--- Begin PAGE EXCERPT ---
Once given the brief of ‘Sense of Place’, I was immediately enamored with the idea of people or objects that embody a sense of place, opposed to a location or area. This was triggered by seeing peoples sentimental photos and portraits in their wallets or purses, and wondering what this picture or person may symbolise to them.
Given that everyone had just moved from their childhood homes to a new, different place, I imagined that this is a sentimental brief for us all. With this in mind, I began to think about what gives me my sense of place when I feel alone or am away from home. Ultimately, it is the people we love and cherish that ground us when we are worried or sad that are our ‘sense of place’.
So, I decided to photograph my friends, with an emphasis on capturing their surroundings as well as themselves. This is in order to remind myself, and the audience, that although the pictures may have been taken far apart from each other, they all symbolise a sense of place to me as the subjects are those who embody it.
After researching into other photographers and photographic theory, I have approached a set of goals I would like to achieve throughout the project. I would like to provide a contemporary discourse into the inside of the lives of generation Z. As I am ‘generation Z’ age I believe that I can provide a realistic contemporary discourse into the lives of those who are often misrepresented throughout most mainstream and right-wing politics.
--- End PAGE EXCERPT ---
**PROBLEM A:**
Can you reproduce every line of the data-source entries below, character for character?
--- Begin GIVEN DATA ---
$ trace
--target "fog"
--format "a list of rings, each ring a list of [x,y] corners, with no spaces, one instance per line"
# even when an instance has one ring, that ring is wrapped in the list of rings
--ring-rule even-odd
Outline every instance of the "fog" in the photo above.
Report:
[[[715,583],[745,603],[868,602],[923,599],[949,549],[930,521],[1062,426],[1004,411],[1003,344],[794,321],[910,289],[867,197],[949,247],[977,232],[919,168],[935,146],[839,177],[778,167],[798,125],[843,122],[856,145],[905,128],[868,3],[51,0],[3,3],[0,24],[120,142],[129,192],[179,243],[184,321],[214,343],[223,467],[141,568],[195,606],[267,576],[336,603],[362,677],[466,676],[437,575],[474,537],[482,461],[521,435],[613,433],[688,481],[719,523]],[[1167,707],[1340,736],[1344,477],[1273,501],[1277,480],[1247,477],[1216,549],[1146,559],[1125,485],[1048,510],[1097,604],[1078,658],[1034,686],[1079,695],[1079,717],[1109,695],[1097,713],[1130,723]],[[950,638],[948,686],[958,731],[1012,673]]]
--- End GIVEN DATA ---
**PROBLEM B:**
Can you go on with the statement above about the "Sense of Place" photography project, starting after its final sentence?

**RESULT A:**
$ trace
--target "fog"
--format "a list of rings, each ring a list of [x,y] corners, with no spaces, one instance per line"
# even when an instance has one ring, that ring is wrapped in the list of rings
--ring-rule even-odd
Outline every instance of the "fog" in the photo above.
Report:
[[[715,583],[745,603],[868,602],[923,599],[949,549],[930,521],[1062,426],[1004,411],[1003,344],[794,321],[910,289],[867,197],[949,247],[977,232],[919,168],[935,146],[839,177],[778,167],[798,125],[843,122],[856,145],[905,128],[868,3],[51,0],[3,3],[0,24],[120,142],[129,192],[179,243],[184,321],[214,343],[223,467],[141,568],[195,606],[267,576],[336,603],[362,677],[466,676],[437,575],[474,537],[482,461],[521,435],[613,433],[688,481],[719,523]],[[1167,707],[1340,736],[1344,477],[1273,501],[1277,480],[1247,477],[1216,549],[1146,559],[1125,485],[1048,510],[1097,604],[1078,658],[1034,686],[1079,695],[1079,717],[1109,695],[1097,713],[1130,723]],[[950,638],[948,686],[958,731],[1012,673]]]

**RESULT B:**
I will be using a kodak point and shoot as opposed to a digital camera, for various aesthetic and quality reasons. I believe film photography to feel a lot more authentic due to the ‘one-shot only’ nature, and the fact that film photography is what many of us still have for our family albums. This allows for the connotations of nostalgia and warmth, creating an immediate relationship between the photos.
Whilst providing a statement however I am also aiming to show the loving, affectionate manner still held between early-adults, in a sophisticated and stylistic manner. This is with the intention to further disturb stereotypes held about young adults while providing a loving set of photographs between friends.
Sontag speaks about how ‘Photographs help people make sense of a space in which they feel insecure’, becoming the bridge of communication between a photographer and its subject. This allows us to connect with not only our surroundings but also the people who occupy them, who then become part of the scenery in their own right.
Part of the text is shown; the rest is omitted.